Reproduce each record exactly.

Provided data
*****

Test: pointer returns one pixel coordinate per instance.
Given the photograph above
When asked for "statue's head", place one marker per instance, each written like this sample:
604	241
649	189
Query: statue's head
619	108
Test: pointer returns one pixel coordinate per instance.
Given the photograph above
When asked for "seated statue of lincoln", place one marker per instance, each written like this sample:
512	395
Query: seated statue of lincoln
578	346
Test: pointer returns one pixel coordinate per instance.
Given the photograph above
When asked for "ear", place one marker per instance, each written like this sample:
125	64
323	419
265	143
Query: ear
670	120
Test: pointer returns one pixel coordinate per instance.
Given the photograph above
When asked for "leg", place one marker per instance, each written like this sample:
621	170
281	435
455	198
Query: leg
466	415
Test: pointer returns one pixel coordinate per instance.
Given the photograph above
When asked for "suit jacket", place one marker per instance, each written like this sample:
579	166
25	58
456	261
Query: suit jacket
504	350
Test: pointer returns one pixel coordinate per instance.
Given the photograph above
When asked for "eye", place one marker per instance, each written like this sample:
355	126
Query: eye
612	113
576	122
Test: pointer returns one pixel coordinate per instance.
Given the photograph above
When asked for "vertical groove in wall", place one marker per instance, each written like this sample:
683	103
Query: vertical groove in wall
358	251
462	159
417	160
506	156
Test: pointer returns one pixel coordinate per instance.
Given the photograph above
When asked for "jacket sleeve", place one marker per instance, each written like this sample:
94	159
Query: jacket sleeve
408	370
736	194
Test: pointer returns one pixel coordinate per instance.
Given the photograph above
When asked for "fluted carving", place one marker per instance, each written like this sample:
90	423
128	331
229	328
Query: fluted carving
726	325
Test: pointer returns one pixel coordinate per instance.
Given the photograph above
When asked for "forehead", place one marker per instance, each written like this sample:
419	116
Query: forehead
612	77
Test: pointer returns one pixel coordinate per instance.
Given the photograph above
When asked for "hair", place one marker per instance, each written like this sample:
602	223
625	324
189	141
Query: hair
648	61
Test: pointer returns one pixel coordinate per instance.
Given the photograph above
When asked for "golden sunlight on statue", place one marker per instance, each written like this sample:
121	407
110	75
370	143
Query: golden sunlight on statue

*****

The reply
Test: pointer returns one pixel coordinate per instance.
Given the photograph above
When asked for "statue's head", place one marker per instance, each written like this sample:
604	241
649	189
Query: statue's head
619	108
Test: pointer returns one pixel coordinate per instance.
Given the photograph above
When asked for "seated statue of lincoln", place one marker per instance, each written like this sample:
512	395
Query: seated statue of lincoln
578	346
Test: pointer returns one pixel coordinate per instance.
Given the photograph above
When asked for "ear", place one marker per instance, each written like this sample:
125	64
323	419
265	143
Query: ear
670	120
Test: pointer returns one pixel coordinate per instance.
Given the photograph above
When asked for "leg", place one marker per instance, each written like this sample:
621	170
281	435
455	198
Query: leg
466	415
Test: pointer returns one pixel coordinate per instance.
Given the photograph above
When asked for "suit jacket", place one marker per instance, each written like this sample:
579	166
25	58
456	261
Query: suit jacket
504	350
Test: pointer returns one pixel coordinate per instance.
Given the photograph above
When asked for "eye", place one marker per instance, each written like this sample:
355	126
Query: eye
612	113
576	122
Test: pointer returns one pixel coordinate per instance.
Given the photograph above
When asked for "vertical groove in wall", place one marker per instance, each written like this sample:
683	103
Query: vertical groove in wall
358	251
462	159
417	160
506	156
Test: pointer returns one pixel coordinate per instance.
Given the photograph above
When asked for "jacket sleeve", place one marker per instance, each written like this sample:
94	159
Query: jacket sleeve
408	370
736	194
Test: pointer returns one pixel coordinate per instance.
Given the photograph above
When asked for "fluted carving", place one marker per instance, each written like this sample:
90	423
128	331
229	328
Query: fluted carving
726	325
Test: pointer returns one pixel coordinate per instance.
Given the photograph above
When asked for "forehead", place one marker per instance, each written like this sample:
419	116
Query: forehead
612	77
Test: pointer returns one pixel coordinate per instance.
Given the photograph above
When asked for "hair", place one marker per instance, each written like this sample:
602	223
625	324
189	141
Query: hair
648	61
Test: pointer returns one pixel coordinate per instance.
Given the photograph above
When asked for "golden sunlight on statue", place one marker per instance, each written like this sample:
121	407
110	75
370	143
Query: golden sunlight on statue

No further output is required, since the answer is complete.